**EXERCISE:**
The response should be an exact copy of the records, with the pictures removed.

START RECORDS SHOWN

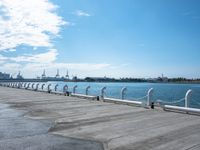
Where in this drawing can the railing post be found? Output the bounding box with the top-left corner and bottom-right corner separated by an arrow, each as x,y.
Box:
73,85 -> 78,93
101,87 -> 106,99
31,83 -> 35,89
63,85 -> 68,93
19,82 -> 22,88
55,84 -> 59,91
35,83 -> 40,91
47,84 -> 51,93
147,88 -> 154,106
41,84 -> 45,90
17,82 -> 20,88
185,89 -> 192,108
121,87 -> 127,100
86,86 -> 90,95
24,83 -> 27,88
26,83 -> 30,89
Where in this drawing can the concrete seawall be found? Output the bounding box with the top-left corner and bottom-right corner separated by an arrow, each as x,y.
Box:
0,86 -> 200,150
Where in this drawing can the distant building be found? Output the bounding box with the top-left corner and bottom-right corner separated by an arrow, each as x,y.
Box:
16,71 -> 23,79
0,72 -> 10,79
40,69 -> 65,81
156,74 -> 168,82
55,69 -> 60,78
72,75 -> 78,81
41,69 -> 46,79
65,70 -> 69,80
84,76 -> 108,82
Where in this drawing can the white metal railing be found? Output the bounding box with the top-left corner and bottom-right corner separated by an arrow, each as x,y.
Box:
63,84 -> 68,93
121,87 -> 127,100
86,86 -> 90,95
101,87 -> 107,98
54,84 -> 59,91
47,84 -> 51,92
101,87 -> 154,107
163,89 -> 200,114
73,85 -> 78,94
31,83 -> 35,89
35,83 -> 40,90
41,83 -> 45,90
1,82 -> 199,112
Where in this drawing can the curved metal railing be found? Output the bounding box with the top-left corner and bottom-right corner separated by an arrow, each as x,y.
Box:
0,82 -> 199,111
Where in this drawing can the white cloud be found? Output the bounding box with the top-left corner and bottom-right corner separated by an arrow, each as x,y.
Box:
0,49 -> 58,63
0,0 -> 66,51
8,49 -> 16,52
11,49 -> 58,63
75,10 -> 91,17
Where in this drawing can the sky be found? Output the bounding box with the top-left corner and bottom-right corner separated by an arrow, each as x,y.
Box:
0,0 -> 200,79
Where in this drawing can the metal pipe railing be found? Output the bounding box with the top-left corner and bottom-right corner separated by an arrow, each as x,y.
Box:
101,87 -> 106,99
31,83 -> 35,89
147,88 -> 154,106
24,83 -> 27,88
35,83 -> 40,90
1,82 -> 199,112
26,83 -> 31,89
121,87 -> 127,100
55,84 -> 59,91
185,89 -> 192,108
73,85 -> 78,93
41,83 -> 45,90
63,84 -> 68,93
86,86 -> 90,95
47,84 -> 51,92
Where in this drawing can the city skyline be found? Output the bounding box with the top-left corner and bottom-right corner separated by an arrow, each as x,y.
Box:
0,0 -> 200,78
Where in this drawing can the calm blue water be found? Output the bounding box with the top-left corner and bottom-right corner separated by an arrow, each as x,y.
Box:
40,82 -> 200,109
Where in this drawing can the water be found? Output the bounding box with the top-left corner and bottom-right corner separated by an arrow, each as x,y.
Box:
40,82 -> 200,109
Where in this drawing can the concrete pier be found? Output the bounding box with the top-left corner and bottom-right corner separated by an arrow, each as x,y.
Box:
0,86 -> 200,150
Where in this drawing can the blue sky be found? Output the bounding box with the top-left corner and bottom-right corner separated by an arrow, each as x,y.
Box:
0,0 -> 200,78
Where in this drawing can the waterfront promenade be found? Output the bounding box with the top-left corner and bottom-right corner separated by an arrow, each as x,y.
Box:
0,86 -> 200,150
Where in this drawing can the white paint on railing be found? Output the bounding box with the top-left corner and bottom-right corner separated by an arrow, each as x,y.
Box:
73,85 -> 78,93
121,87 -> 127,100
47,84 -> 51,92
24,83 -> 27,88
86,86 -> 90,95
185,89 -> 192,108
101,87 -> 106,98
147,88 -> 154,106
63,84 -> 68,93
104,97 -> 143,106
35,83 -> 40,90
31,83 -> 35,89
41,84 -> 45,90
55,84 -> 59,91
27,83 -> 31,89
164,105 -> 200,114
16,82 -> 19,88
19,82 -> 22,88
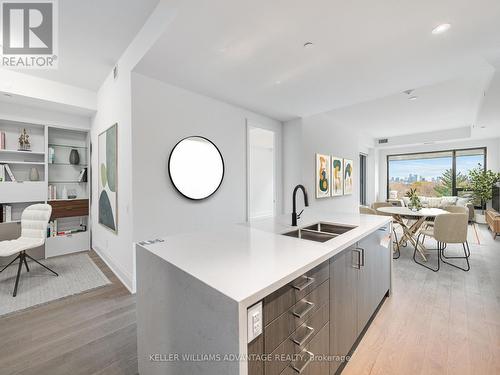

END RECORDS SHOWN

**ANSWER BOX:**
Where in this drawing can the railing post be found? Output the bounding box with the top-left corner and bottom-right corner separated by an arrow, each as x,y.
Box:
73,85 -> 78,93
101,87 -> 106,99
31,83 -> 35,89
63,85 -> 68,93
19,82 -> 22,88
55,84 -> 59,91
35,83 -> 40,91
47,84 -> 51,93
147,88 -> 154,106
41,84 -> 45,90
17,82 -> 20,88
185,89 -> 192,108
121,87 -> 127,100
86,86 -> 90,95
24,83 -> 27,88
26,83 -> 30,89
Where in this drawing can the concrete seawall be found? Output the bounding box with the top-left corner and bottom-right corner separated by an arrow, each as x,y.
Box:
0,86 -> 200,150
Where in this drawing can the distant building be found? Output the bounding box with the top-left corner and bottom-right corner separated by an arrow, each as x,y.
Box:
16,71 -> 23,79
0,72 -> 10,79
40,69 -> 65,81
156,74 -> 168,82
55,69 -> 60,78
72,75 -> 78,81
41,69 -> 46,79
65,70 -> 69,80
84,76 -> 108,82
Where in this drawing can the white metal railing be found? Output the bounding box with the top-left corner and bottom-right corner separated by an arrow, each as x,y.
Box:
63,84 -> 68,93
121,87 -> 127,100
86,86 -> 90,95
101,87 -> 107,98
54,84 -> 59,91
47,84 -> 51,92
101,87 -> 154,107
163,89 -> 200,114
73,85 -> 78,94
31,83 -> 35,89
35,83 -> 40,90
41,83 -> 45,90
1,82 -> 199,112
Where in this drawing can the curved metal railing be found? Output the bounding box with the top-left corner and bottom-right corner separated by an arrow, each as x,y.
Box:
0,82 -> 199,111
Where in this drawing can the white cloud be found? Output the bounding box with the top-left corner and bottom-right corner separated by an arrow, each as x,y.
Box:
0,49 -> 58,63
0,0 -> 66,51
8,49 -> 16,52
11,49 -> 58,63
75,10 -> 91,17
Where in this drawing can the sky be found? Output the bounding box with the top-left corner and bottom-right corner separated by an arrow, each as x,y.
Box:
0,0 -> 200,79
Where in this drawing can the metal pipe railing be found? Output the bounding box with the top-left corner and bottom-right corner separated by an arrow, each as x,y.
Box:
101,87 -> 106,99
31,83 -> 35,89
147,88 -> 154,106
24,83 -> 27,88
35,83 -> 40,90
1,82 -> 199,112
26,83 -> 31,89
121,87 -> 127,100
55,84 -> 59,91
185,89 -> 192,108
73,85 -> 78,93
41,83 -> 45,90
63,84 -> 68,93
86,86 -> 90,95
47,84 -> 51,92
Where in this drawing can the city skyline be found? Output the bounding box with the top-left corner and bottom-right corner separated by an arrow, each as x,y.
Box:
0,0 -> 200,78
Where in this drawing can the calm blue water be found? Output the bounding box with the top-left corner and bottom-right corner separated by an arrow, each as x,y.
Box:
40,82 -> 200,109
Where in this drawing can the water be found? Output the bounding box with the top-left corner and bottom-right corner separated by an arrow, each as x,y.
Box:
40,82 -> 200,109
Where in this drawing can the concrete pier be found? Output the bounding box with the top-left corner and bottom-right corner separated by an arrow, each as x,y.
Box:
0,86 -> 200,150
Where in this drawing can the blue sky be found? Output the bounding box with the top-left corner and bottom-right corner separated by an arrow, each as x,y.
Box:
0,0 -> 200,78
Where in this drawing can the waterfront promenade be found? Output the bounding box with the top-left corner and bottom-right corner separated by an arrow, each as x,y.
Box:
0,86 -> 200,150
Where in this drawing can the white paint on railing be found? Output the bounding box with the top-left corner and bottom-right corner separated by an arrow, each as x,y.
Box:
73,85 -> 78,93
121,87 -> 127,100
47,84 -> 51,92
24,83 -> 27,88
86,86 -> 90,95
185,89 -> 192,108
101,87 -> 106,98
147,88 -> 154,106
63,84 -> 68,93
104,97 -> 143,106
35,83 -> 40,90
31,83 -> 35,89
41,84 -> 45,90
55,84 -> 59,91
27,83 -> 31,89
164,105 -> 200,114
16,82 -> 19,88
19,82 -> 22,88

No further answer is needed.